Start RECORDS TO PROCESS

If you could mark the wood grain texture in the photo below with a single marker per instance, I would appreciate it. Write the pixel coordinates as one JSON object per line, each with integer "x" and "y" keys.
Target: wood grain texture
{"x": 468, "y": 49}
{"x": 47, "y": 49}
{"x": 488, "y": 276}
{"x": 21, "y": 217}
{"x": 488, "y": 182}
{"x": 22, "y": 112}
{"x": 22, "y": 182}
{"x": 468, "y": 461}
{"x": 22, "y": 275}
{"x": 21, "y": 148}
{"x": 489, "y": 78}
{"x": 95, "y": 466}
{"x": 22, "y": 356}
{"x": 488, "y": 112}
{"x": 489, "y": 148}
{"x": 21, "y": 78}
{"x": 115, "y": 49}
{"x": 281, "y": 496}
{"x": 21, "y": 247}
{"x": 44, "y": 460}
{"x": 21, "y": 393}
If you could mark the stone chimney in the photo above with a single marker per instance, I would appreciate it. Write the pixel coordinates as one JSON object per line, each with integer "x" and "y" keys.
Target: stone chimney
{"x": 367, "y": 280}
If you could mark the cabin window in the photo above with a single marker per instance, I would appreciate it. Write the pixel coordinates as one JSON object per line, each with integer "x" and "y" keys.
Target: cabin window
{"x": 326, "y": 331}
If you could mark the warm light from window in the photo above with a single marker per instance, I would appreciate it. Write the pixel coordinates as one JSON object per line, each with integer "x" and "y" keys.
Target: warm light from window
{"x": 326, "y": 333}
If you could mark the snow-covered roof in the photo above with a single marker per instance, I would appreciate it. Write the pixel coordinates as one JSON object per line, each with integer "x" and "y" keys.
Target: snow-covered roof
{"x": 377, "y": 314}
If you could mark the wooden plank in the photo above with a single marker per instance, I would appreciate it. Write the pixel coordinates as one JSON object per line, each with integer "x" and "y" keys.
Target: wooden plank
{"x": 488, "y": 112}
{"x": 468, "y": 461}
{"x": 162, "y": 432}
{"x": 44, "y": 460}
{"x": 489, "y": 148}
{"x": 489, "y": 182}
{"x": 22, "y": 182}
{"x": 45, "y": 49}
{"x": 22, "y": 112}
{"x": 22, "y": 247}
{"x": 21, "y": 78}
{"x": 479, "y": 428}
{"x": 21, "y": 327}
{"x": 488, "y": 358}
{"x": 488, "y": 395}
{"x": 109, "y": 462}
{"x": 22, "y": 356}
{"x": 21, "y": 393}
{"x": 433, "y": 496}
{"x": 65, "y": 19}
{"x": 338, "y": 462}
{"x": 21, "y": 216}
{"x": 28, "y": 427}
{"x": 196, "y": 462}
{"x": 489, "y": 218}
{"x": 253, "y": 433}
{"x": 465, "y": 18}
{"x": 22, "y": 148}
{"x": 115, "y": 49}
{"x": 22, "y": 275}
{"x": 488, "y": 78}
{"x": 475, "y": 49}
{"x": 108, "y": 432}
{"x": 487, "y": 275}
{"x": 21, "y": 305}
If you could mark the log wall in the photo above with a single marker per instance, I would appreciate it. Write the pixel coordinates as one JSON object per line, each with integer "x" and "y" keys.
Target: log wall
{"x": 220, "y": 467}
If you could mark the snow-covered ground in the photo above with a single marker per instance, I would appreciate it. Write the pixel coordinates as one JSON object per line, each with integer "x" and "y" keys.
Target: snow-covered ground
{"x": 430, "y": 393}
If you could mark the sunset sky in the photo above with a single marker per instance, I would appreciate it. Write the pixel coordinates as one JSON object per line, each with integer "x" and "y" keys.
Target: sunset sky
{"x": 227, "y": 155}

End RECORDS TO PROCESS

> [DIRECTIONS]: Starting at the line that contains "If you could mark the snow-covered roof" and running through the end of the records, switch every "single marker" to "single point". Return only those lines, with nothing else changed.

> [EXPECTED OUTPUT]:
If you could mark the snow-covered roof in the photo above with a single point per instance, I would appreciate it. Write the pixel coordinates as one JSON object per line, each with integer "x" and "y" keys.
Target: snow-covered roof
{"x": 377, "y": 314}
If you could mark the wooden plank in the photo above with a single point per instance, I would appreciate it. Write the pixel coordinates as one JSON object per line, each with integer "x" and "y" keys.
Target: wooden plank
{"x": 488, "y": 112}
{"x": 468, "y": 461}
{"x": 162, "y": 432}
{"x": 44, "y": 460}
{"x": 489, "y": 148}
{"x": 489, "y": 182}
{"x": 22, "y": 182}
{"x": 45, "y": 49}
{"x": 22, "y": 112}
{"x": 22, "y": 247}
{"x": 21, "y": 78}
{"x": 479, "y": 428}
{"x": 21, "y": 327}
{"x": 488, "y": 358}
{"x": 488, "y": 395}
{"x": 109, "y": 462}
{"x": 22, "y": 356}
{"x": 21, "y": 393}
{"x": 433, "y": 496}
{"x": 65, "y": 19}
{"x": 338, "y": 462}
{"x": 21, "y": 216}
{"x": 28, "y": 427}
{"x": 196, "y": 462}
{"x": 489, "y": 218}
{"x": 253, "y": 433}
{"x": 465, "y": 18}
{"x": 22, "y": 148}
{"x": 115, "y": 49}
{"x": 22, "y": 275}
{"x": 488, "y": 78}
{"x": 475, "y": 49}
{"x": 108, "y": 432}
{"x": 487, "y": 275}
{"x": 21, "y": 305}
If you could mark the log wall in the photo above with a single point per instance, I would appreciate it. Write the pixel coordinates as one JSON object per line, each with integer "x" and "y" keys.
Target: log wall
{"x": 220, "y": 467}
If you could mark the snow-covered ground in the photo above with a single point per instance, I would appreciate it. Write the pixel coordinates as one JSON object per line, each with integer "x" and "y" keys.
Target: snow-covered ground
{"x": 430, "y": 393}
If you could mark the sunset sky in the photo above with a single point per instance, I would appreciate it. Write the pixel coordinates as one JSON object per line, each with integer "x" and "y" keys.
Target: sunset sky
{"x": 227, "y": 155}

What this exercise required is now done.